TASK DETAILS
Output as a JSON list of strings the lines of the records below that run from the line containing "[locate] bush (one" through the final line, one string per line and omitting any blank lines.

(Coordinate annotation records)
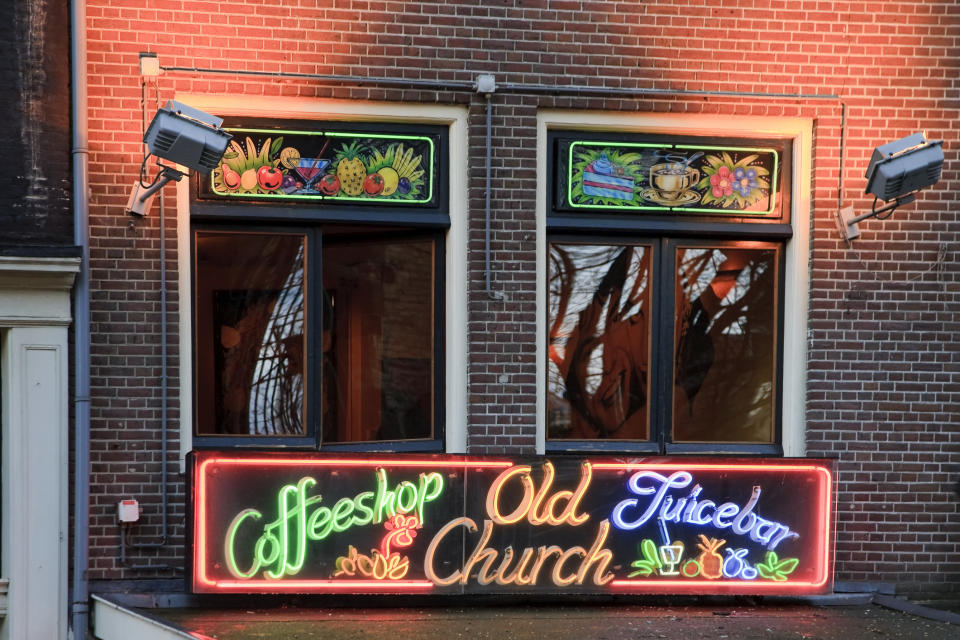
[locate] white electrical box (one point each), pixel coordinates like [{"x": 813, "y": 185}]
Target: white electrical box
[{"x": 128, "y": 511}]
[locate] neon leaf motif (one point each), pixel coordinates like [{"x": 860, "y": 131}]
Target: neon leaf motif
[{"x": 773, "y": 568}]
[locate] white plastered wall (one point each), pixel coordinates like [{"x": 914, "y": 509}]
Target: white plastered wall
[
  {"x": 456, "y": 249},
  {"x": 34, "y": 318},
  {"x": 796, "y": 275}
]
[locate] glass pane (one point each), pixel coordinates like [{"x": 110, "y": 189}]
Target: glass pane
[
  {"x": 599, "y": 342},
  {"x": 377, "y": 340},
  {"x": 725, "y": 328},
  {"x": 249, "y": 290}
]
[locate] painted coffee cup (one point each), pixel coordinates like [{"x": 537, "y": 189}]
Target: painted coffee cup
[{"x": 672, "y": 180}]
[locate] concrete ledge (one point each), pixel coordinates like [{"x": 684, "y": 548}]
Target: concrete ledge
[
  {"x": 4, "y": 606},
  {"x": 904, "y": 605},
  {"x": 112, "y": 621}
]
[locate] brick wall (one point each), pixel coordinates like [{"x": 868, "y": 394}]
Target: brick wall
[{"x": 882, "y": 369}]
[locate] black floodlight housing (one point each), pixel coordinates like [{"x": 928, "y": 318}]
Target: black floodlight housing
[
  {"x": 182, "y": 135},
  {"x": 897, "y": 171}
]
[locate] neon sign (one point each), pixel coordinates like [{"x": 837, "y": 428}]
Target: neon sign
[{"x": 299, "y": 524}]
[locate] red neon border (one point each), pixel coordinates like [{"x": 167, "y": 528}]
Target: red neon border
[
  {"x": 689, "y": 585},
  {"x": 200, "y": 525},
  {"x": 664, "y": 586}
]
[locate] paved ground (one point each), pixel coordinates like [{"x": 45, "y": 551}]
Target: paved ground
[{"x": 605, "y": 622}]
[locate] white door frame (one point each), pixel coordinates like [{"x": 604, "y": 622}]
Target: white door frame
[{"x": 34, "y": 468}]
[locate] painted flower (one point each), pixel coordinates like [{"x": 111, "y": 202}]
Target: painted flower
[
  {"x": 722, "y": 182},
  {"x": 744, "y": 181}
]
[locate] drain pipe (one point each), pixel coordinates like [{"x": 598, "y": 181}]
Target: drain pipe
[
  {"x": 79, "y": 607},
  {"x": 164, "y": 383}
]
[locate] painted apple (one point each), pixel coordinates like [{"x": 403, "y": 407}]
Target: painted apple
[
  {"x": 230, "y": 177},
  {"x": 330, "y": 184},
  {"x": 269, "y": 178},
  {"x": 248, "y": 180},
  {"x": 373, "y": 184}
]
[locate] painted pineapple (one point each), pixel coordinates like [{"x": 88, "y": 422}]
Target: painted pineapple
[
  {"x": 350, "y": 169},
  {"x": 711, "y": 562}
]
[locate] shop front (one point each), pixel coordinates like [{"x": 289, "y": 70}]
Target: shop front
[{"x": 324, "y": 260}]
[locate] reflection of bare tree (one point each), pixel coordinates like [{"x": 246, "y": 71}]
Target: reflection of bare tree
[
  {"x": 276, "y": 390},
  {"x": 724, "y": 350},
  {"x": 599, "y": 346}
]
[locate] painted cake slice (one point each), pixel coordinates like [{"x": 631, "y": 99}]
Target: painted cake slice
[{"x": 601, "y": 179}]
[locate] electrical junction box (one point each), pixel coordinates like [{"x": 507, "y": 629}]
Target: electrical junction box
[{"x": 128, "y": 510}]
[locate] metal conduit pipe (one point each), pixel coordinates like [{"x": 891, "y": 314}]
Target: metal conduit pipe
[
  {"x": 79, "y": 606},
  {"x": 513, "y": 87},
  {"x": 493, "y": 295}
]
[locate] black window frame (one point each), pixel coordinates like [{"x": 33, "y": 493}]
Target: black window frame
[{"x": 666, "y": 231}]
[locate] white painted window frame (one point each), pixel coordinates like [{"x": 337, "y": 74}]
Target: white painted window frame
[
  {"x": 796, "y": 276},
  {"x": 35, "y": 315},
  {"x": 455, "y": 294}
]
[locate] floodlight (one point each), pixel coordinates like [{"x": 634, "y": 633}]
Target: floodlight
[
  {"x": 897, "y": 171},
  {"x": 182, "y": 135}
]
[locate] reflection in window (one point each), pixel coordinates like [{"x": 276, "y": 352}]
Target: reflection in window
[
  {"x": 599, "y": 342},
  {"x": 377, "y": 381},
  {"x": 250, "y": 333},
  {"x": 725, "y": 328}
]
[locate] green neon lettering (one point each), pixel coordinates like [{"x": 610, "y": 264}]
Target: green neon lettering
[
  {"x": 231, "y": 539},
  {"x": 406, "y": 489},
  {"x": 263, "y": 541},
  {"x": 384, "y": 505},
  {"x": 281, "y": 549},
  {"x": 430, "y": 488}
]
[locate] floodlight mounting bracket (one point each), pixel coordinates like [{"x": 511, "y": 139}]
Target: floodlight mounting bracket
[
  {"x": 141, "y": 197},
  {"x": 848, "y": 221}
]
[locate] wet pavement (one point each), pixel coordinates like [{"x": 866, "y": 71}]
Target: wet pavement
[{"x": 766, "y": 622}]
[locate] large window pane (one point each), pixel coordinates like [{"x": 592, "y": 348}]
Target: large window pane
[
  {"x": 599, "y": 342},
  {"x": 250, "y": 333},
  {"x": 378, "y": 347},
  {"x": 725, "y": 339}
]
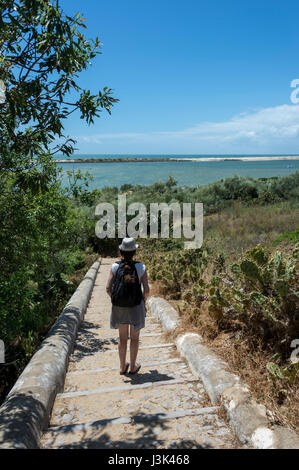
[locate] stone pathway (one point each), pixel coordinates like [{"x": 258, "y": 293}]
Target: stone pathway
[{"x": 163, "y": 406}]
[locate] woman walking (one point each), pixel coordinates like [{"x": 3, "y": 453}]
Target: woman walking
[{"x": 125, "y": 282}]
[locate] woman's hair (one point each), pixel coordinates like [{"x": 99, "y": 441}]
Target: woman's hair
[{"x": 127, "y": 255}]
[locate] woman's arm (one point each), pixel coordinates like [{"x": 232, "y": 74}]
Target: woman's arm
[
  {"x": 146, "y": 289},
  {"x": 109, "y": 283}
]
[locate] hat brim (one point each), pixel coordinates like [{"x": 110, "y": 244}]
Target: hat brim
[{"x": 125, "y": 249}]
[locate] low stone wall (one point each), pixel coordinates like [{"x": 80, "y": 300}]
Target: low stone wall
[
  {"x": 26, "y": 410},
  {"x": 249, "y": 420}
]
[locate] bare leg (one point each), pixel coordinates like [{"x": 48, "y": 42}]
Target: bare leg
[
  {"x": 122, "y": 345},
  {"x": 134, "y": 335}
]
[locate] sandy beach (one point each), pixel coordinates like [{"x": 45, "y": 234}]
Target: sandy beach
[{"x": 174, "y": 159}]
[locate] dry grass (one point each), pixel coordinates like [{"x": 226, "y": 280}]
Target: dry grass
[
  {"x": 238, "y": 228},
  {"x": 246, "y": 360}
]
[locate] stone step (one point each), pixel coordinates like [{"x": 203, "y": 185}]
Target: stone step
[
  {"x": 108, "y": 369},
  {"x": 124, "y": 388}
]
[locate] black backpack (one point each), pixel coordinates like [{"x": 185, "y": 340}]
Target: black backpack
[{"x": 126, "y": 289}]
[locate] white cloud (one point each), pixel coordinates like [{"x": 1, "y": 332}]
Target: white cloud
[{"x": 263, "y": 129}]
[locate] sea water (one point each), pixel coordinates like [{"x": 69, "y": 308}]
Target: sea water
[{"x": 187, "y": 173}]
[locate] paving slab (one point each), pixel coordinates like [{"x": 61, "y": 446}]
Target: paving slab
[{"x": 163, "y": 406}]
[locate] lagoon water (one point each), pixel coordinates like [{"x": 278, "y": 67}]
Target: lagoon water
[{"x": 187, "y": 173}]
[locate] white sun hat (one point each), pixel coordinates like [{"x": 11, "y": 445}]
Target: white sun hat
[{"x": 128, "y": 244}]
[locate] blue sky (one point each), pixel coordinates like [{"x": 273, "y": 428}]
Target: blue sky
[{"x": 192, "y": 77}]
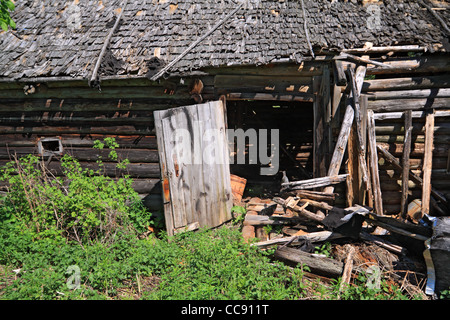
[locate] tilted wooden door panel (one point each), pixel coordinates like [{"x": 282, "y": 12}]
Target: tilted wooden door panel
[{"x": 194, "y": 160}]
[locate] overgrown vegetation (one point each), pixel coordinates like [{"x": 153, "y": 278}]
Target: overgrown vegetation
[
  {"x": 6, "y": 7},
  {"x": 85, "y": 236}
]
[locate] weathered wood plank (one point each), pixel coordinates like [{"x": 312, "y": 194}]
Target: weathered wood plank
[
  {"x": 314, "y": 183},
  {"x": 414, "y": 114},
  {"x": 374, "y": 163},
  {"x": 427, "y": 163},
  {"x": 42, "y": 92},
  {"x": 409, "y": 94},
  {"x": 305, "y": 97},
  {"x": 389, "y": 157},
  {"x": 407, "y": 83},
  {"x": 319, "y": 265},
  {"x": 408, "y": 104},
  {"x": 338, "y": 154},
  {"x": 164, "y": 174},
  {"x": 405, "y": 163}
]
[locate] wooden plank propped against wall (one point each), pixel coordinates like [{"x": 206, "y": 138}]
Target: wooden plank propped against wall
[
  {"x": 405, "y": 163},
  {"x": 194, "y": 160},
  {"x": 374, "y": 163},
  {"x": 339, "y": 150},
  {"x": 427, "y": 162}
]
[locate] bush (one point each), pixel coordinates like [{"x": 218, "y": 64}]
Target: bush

OUTPUT OF THE EXERCISE
[
  "[locate] bush (one point each), pixel coordinates like [{\"x\": 218, \"y\": 64}]",
  "Target: bush"
]